- [What the exercise asks]: Copy the stretch from "Once we acknowledge" through "direct threat to." in the passage on Jesus and animal sacrifice, changing "merchants" to "traders".

- [Text extract]:
Epiphanius gifts us another insight into Jesus’s antipathy toward animal sacrifice when he quotes him refusing Jewish Passover:
‘I have no desire to eat the flesh of this Paschal Lamb with you’.” (22.4)[14]
There has been debate among biblical scholars over whether Christ ate Passover during the Last Supper. Google these debates at your risk. Like much of Christology, the discussion can become lost in a labyrinth of metaphysical posturing. For our purposes, by cross-referencing Epiphanius with the other above quoted sources, it is self-evident that Christ refused the lamb of the Paschal. It would make no sense for him to indulge in that which he is sent to end.
Christ’s opposition to Passover fits perfectly with early Christianity’s commitment to returning Judaism back to its pre blood-sacrifice vegan origins. It appears the Ebionites, given they abstained from ‘meat with soul in it’[15], reflect more accurately the word, actions and spirit of Jesus than much of the writing contained in the New Testament.
Once we acknowledge Jesus’s self-proclaimed task to abolish blood sacrifice, we can better appreciate his outrage when he comes across the merchants during Passover operating out of the Temple of Jerusalem. We can also understand the reason Pontius Pilate tried and crucified him and the reason the Jewish priests declined to exercise their discretionary powers of pardon. Central to this understanding is the lucrative Temple meat trade Jesus and his followers posed a direct threat to.
The repulsion Christ must have felt when the packed Passover scene greeted him at the Jerusalem Temple has been captured by the Bible: the courtyard filled with livestock; doves and pigeons for sale to those who could not afford other meat; money changers and priests with bloodied hands carrying goblets filled with giblets. The temple had not only become ‘a den of thieves’ but a den of murderers. Enraged at the scene that confronted him, Christ drove with a stick the blood-splattered priests and peddlers and money changers and money lenders and the poor-suffering animals from the Temple. At least for the day, Jesus cleansed the holy temple of the bloody violence and grubby profiteering synonymous with animal sacrifice.

- [Data supplied]:
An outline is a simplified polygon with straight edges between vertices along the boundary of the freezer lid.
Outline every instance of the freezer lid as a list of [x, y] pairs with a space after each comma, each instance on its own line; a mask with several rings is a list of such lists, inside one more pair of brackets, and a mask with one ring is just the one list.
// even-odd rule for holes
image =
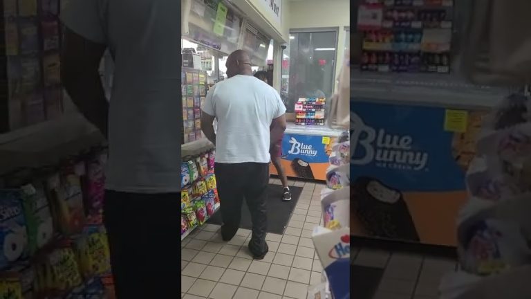
[[288, 123], [285, 134], [307, 136], [322, 136], [329, 137], [339, 137], [344, 130], [331, 129], [323, 126], [315, 125], [297, 125], [294, 123]]

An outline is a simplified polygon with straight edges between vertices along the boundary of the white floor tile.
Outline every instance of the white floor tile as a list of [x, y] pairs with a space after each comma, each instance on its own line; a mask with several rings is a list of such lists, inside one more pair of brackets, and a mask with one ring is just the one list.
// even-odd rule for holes
[[207, 297], [210, 294], [210, 292], [212, 291], [215, 286], [216, 282], [214, 282], [198, 279], [194, 282], [194, 285], [188, 290], [188, 293]]
[[220, 278], [221, 278], [221, 276], [223, 276], [225, 270], [225, 268], [208, 266], [205, 271], [203, 271], [203, 273], [199, 276], [199, 278], [218, 282]]
[[286, 288], [286, 280], [272, 277], [266, 278], [262, 291], [277, 295], [282, 295]]
[[247, 273], [241, 281], [241, 286], [255, 290], [261, 290], [266, 280], [266, 275]]
[[218, 283], [209, 298], [212, 299], [232, 299], [238, 287], [234, 285]]
[[259, 291], [240, 287], [236, 291], [233, 299], [257, 299]]

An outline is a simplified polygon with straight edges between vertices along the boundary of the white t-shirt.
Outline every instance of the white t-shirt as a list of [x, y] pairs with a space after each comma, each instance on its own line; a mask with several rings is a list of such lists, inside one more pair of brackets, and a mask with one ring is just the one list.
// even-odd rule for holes
[[286, 113], [274, 89], [253, 76], [237, 75], [214, 85], [201, 109], [218, 121], [216, 162], [269, 163], [271, 122]]
[[114, 57], [106, 188], [180, 190], [180, 3], [68, 0], [62, 19]]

- [Written solution]:
Once we acknowledge Jesus’s self-proclaimed task to abolish blood sacrifice, we can better appreciate his outrage when he comes across the traders during Passover operating out of the Temple of Jerusalem. We can also understand the reason Pontius Pilate tried and crucified him and the reason the Jewish priests declined to exercise their discretionary powers of pardon. Central to this understanding is the lucrative Temple meat trade Jesus and his followers posed a direct threat to.